Task item a »
Please name the earlier Platinum Games titles that the author of the game review below says they are a big fan of.

Text under study »
>>>

Oh, how I wanted to love Teenage Mutant Ninja Turtles: Mutants in Manhattan from Platinum Games. I was a huge fan of the Teenage Mutant Ninja Turtles as a kid; watching every show, buying every action figure in sight, and of course watching the movies (“go ninja, go ninja go”…. oh the memories). I am also a big fan of Platinum Games’ previous works like the Bayonetta series, Wonderful 101, Vanquish, and Madworld. However, the name Platinum Games has been starting to lose some of its luster lately, with releases like The Legend of Korra, Star Fox: Zero, and now with Teenage Mutant Ninja Turtles: Mutants in Manhattan.
Before we dive into the negatives, let’s start with what the game does right. The first thing you will notice when you start up the game is the unique art style. Working with IDW Comics, the game mixes a unique blend of cartoon and comic book design. The look really pops off the screen, appearing new, yet ultimately familiar (unlike the recent Michael Bay Teenage Mutant Ninja Turtles movies). Speaking of the comics, the game was penned by Tom Waltz, IDW’s Teenage Mutant Ninja Turtles comic author, so it holds up well. It won’t blow you away with its revelations, but it definitely has the fun, Saturday morning cartoon vibe going for it, full of action and the expected turtles humor.
One thing that has always made Platinum Games so special to me, outside of the outlandish settings and atmosphere, is the combat. If you find yourself playing their games Bayonetta 2 or Vanquish, you’ll wish that every game was as fast, frantic, and smooth as what those games provide. Mutants in Manhattan does share some of the similarities, but tries to make that same mold fit into a 4-player beat-em-up. The results are somewhat mixed.
In Teenage Mutant Ninja Turtles: Mutants in Manhattan you play as the four titular turtles at one time, as they eat pizza, rattle off one liners, and beat up baddies. Each turtle is given four powers with their own unique cool-down meter. For example, Leonardo can slow down time, Donatello can heal, Raphael can turn on stealth mode, and Michelangelo can cheerlead to refresh each of the turtle’s cool-down meters. You can switch between turtles at will by holding down the left trigger and pressing the corresponding direction on the d-pad. The challenge of the game comes from switching between turtles at a frantic pace, trying to use the proper ability at the right time.

<<<

Information supplied »
>>>

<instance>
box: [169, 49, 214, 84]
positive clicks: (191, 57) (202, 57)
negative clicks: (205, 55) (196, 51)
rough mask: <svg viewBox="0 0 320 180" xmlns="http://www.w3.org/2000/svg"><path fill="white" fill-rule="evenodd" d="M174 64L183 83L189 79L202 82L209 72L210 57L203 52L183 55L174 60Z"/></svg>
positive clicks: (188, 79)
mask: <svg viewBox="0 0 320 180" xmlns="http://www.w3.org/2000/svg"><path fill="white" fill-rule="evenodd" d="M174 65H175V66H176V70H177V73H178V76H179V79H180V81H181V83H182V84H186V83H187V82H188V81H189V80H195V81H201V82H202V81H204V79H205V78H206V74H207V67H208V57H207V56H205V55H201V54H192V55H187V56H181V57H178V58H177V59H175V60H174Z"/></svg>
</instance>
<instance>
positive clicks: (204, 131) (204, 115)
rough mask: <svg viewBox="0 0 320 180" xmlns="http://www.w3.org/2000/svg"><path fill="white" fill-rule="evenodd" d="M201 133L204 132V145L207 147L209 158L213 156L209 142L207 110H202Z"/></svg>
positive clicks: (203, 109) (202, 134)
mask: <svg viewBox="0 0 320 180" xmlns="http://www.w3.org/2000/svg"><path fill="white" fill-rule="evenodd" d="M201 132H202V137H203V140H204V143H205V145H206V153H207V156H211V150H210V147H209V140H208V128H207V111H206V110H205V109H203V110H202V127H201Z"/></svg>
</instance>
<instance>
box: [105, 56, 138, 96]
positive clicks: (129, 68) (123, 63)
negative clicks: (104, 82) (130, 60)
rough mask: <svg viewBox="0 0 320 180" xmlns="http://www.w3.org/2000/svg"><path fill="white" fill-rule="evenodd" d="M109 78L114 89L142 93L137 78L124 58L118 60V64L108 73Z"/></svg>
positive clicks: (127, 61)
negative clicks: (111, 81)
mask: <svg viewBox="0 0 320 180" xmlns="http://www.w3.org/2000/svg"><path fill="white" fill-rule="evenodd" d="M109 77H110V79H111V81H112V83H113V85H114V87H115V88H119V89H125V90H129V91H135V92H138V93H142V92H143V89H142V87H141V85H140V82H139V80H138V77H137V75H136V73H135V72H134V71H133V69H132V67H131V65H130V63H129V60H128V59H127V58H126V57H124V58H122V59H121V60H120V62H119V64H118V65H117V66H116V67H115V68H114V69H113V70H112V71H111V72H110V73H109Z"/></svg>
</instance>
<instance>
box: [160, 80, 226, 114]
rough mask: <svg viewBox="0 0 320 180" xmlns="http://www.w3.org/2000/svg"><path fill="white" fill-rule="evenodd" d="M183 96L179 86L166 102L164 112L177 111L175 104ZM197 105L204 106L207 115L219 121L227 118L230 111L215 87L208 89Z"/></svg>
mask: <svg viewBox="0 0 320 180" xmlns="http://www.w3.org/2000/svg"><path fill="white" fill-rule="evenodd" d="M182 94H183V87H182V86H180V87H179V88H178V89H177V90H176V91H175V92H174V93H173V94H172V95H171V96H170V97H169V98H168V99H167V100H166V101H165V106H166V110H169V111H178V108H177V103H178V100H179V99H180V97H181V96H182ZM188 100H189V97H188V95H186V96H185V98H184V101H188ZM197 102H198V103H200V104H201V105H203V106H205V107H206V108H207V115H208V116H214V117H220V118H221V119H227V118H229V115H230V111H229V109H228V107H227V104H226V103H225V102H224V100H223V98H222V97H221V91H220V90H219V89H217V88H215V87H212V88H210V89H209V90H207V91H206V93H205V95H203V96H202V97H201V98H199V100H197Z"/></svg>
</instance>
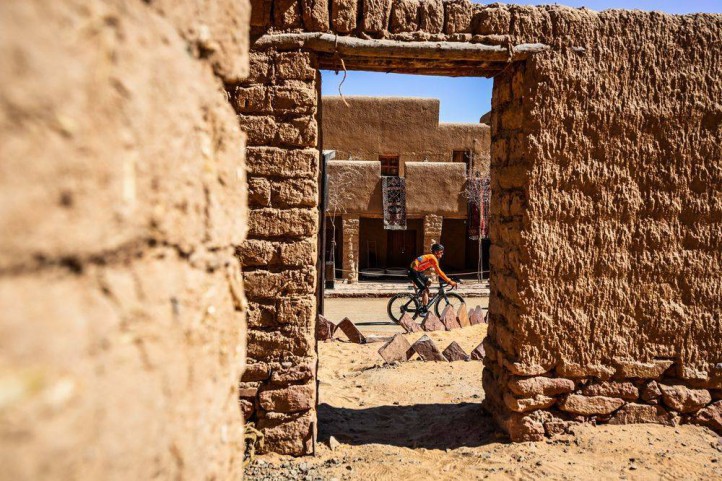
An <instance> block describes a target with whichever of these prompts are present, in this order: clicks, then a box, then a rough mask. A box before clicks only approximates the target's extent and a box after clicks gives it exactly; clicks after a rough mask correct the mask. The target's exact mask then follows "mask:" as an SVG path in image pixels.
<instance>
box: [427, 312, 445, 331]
mask: <svg viewBox="0 0 722 481" xmlns="http://www.w3.org/2000/svg"><path fill="white" fill-rule="evenodd" d="M421 328H422V329H423V330H424V331H427V332H430V331H445V330H446V327H445V326H444V324H442V323H441V319H439V318H438V317H436V314H434V313H433V312H429V313H428V314H426V318H424V320H423V321H422V322H421Z"/></svg>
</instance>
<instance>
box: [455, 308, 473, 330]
mask: <svg viewBox="0 0 722 481" xmlns="http://www.w3.org/2000/svg"><path fill="white" fill-rule="evenodd" d="M456 321H457V322H458V323H459V325H460V326H461V327H468V326H470V325H471V321H470V320H469V313H468V312H467V311H466V304H462V305H461V307H459V312H458V313H457V314H456Z"/></svg>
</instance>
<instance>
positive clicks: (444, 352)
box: [441, 341, 470, 362]
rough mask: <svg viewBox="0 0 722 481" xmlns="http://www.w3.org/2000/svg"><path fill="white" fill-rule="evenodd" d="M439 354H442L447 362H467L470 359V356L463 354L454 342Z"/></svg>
mask: <svg viewBox="0 0 722 481" xmlns="http://www.w3.org/2000/svg"><path fill="white" fill-rule="evenodd" d="M441 354H443V355H444V357H445V358H446V360H447V361H449V362H454V361H468V360H469V359H470V356H469V355H468V354H467V353H466V352H464V349H462V348H461V346H460V345H459V344H458V343H457V342H456V341H453V342H452V343H451V344H449V345H448V346H447V347H446V349H444V351H443V352H442V353H441Z"/></svg>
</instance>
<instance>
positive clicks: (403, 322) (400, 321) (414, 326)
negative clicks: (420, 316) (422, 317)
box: [399, 312, 421, 333]
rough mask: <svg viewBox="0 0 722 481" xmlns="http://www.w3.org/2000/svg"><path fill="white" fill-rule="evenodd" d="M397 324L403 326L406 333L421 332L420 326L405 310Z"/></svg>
mask: <svg viewBox="0 0 722 481" xmlns="http://www.w3.org/2000/svg"><path fill="white" fill-rule="evenodd" d="M399 324H400V325H401V327H403V328H404V330H405V331H406V332H407V333H413V332H421V326H419V325H418V324H417V323H416V321H414V320H413V319H412V318H411V316H409V314H408V313H406V312H405V313H404V315H403V316H401V320H400V321H399Z"/></svg>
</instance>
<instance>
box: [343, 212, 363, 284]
mask: <svg viewBox="0 0 722 481" xmlns="http://www.w3.org/2000/svg"><path fill="white" fill-rule="evenodd" d="M341 230H342V232H343V262H342V265H341V268H342V269H343V277H344V278H345V279H346V282H348V283H349V284H355V283H356V282H358V263H359V218H358V216H357V215H345V216H343V217H342V227H341Z"/></svg>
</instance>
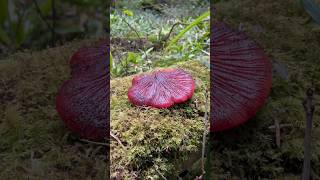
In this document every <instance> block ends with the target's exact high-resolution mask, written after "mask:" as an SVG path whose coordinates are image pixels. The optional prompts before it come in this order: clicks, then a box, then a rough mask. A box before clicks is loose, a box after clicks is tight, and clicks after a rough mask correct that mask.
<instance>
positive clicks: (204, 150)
mask: <svg viewBox="0 0 320 180" xmlns="http://www.w3.org/2000/svg"><path fill="white" fill-rule="evenodd" d="M205 98H206V104H205V114H204V118H203V126H204V130H203V136H202V154H201V170H202V175H204V174H205V173H206V172H205V166H204V164H205V162H204V161H205V160H204V154H205V149H206V139H207V134H208V132H207V131H208V108H209V107H208V106H209V103H208V90H206V92H205ZM202 175H201V177H202Z"/></svg>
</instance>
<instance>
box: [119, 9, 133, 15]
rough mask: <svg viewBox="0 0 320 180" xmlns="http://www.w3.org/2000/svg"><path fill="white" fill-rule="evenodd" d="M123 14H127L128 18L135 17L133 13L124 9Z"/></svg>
mask: <svg viewBox="0 0 320 180" xmlns="http://www.w3.org/2000/svg"><path fill="white" fill-rule="evenodd" d="M122 12H123V14H125V15H127V16H133V12H132V11H130V10H128V9H124V10H123V11H122Z"/></svg>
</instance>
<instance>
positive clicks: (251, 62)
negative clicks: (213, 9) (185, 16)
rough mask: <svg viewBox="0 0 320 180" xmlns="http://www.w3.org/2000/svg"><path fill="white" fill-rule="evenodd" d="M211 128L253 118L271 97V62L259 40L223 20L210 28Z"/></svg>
mask: <svg viewBox="0 0 320 180" xmlns="http://www.w3.org/2000/svg"><path fill="white" fill-rule="evenodd" d="M211 36H212V41H211V66H212V68H211V71H212V72H211V83H212V86H211V87H213V90H212V92H213V93H212V97H211V103H212V104H211V106H212V108H211V124H210V131H214V132H216V131H222V130H226V129H230V128H234V127H236V126H238V125H240V124H242V123H244V122H246V121H247V120H248V119H250V118H252V117H253V116H254V115H255V114H256V113H257V111H258V110H259V108H261V106H262V105H263V104H264V102H265V100H266V99H267V97H268V94H269V91H270V88H271V84H272V68H271V63H270V61H269V60H268V58H267V56H266V55H265V54H264V52H263V50H262V49H261V48H260V47H259V46H258V44H257V43H256V42H254V41H253V40H250V39H249V37H248V36H247V35H246V34H245V33H243V32H240V31H238V30H235V29H231V28H230V27H228V26H227V25H226V24H224V23H215V24H213V26H212V28H211Z"/></svg>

<<<

Task item b »
Return each line of the entries above that contains the string "negative". Case counts when matching.

Exercise output a »
- The Bayonetta series
- Wonderful 101
- Vanquish
- Madworld

Exercise output b »
negative clicks: (205, 55) (196, 51)
negative clicks: (104, 82) (130, 60)
negative clicks: (111, 81)
negative clicks: (420, 316) (422, 317)
negative clicks: (213, 9) (185, 16)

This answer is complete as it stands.